### Exercise brief
Whenever the word "positive" occurs in a line of the material below, that line is counted. Report only the count.

### Material provided
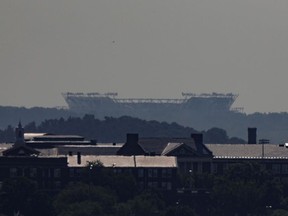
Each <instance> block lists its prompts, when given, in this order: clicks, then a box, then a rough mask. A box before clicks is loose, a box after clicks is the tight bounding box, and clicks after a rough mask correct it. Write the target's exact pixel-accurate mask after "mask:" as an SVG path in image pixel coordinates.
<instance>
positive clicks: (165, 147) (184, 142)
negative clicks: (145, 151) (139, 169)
mask: <svg viewBox="0 0 288 216" xmlns="http://www.w3.org/2000/svg"><path fill="white" fill-rule="evenodd" d="M168 143H181V144H182V143H185V144H187V145H189V146H190V147H192V148H193V149H196V145H195V143H194V141H193V139H191V138H167V137H159V138H158V137H152V138H140V140H139V144H140V145H141V146H142V147H143V148H144V150H145V151H147V152H149V153H155V154H156V155H161V154H163V151H164V150H165V149H166V148H167V145H168ZM165 151H166V150H165Z"/></svg>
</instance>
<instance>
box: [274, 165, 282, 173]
mask: <svg viewBox="0 0 288 216" xmlns="http://www.w3.org/2000/svg"><path fill="white" fill-rule="evenodd" d="M280 171H281V166H280V164H272V172H273V173H274V174H280Z"/></svg>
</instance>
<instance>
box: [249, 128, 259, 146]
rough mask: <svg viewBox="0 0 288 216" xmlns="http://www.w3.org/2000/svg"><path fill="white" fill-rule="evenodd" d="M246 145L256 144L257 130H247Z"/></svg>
mask: <svg viewBox="0 0 288 216" xmlns="http://www.w3.org/2000/svg"><path fill="white" fill-rule="evenodd" d="M248 144H257V128H248Z"/></svg>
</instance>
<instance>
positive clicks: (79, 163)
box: [77, 152, 81, 164]
mask: <svg viewBox="0 0 288 216" xmlns="http://www.w3.org/2000/svg"><path fill="white" fill-rule="evenodd" d="M77 164H81V152H77Z"/></svg>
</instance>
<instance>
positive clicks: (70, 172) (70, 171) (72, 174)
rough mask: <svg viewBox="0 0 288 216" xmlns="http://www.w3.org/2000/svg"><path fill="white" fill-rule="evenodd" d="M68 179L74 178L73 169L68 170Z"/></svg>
mask: <svg viewBox="0 0 288 216" xmlns="http://www.w3.org/2000/svg"><path fill="white" fill-rule="evenodd" d="M69 177H74V169H73V168H70V169H69Z"/></svg>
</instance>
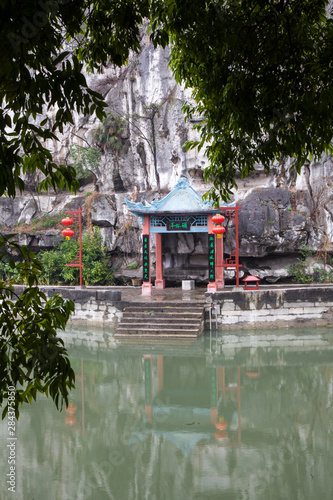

### Exercise solution
3